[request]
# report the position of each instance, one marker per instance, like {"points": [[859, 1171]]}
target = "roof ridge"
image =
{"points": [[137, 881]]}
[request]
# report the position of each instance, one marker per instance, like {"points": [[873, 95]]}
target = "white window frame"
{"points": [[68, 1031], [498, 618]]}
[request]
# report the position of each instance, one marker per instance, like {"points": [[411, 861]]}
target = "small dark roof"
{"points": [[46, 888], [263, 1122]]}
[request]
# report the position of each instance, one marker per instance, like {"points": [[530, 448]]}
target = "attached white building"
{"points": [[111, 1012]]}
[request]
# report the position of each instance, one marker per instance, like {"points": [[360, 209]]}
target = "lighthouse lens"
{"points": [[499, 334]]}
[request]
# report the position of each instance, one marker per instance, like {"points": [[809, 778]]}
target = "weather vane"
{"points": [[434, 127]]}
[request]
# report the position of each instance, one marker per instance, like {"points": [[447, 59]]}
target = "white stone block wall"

═══

--- EXERCISE INSTRUCTIONS ---
Go line by line through the data and copy any that contain "marker".

--- OUTPUT OF THE TASK ---
# report the position of each instance, one marker per instance, like {"points": [[859, 1171]]}
# report the position of each instance, one marker per instance, like {"points": [[873, 95]]}
# report the position of each instance, one marker per instance, like {"points": [[411, 861]]}
# report the position of each instance, one marker per instance, like {"points": [[530, 448]]}
# report the position of each instance, one marker per instance, like {"points": [[360, 209]]}
# report the position of each instance, one marker per instance, like {"points": [[809, 778]]}
# report the position of each instance, one marker per instance, like {"points": [[447, 59]]}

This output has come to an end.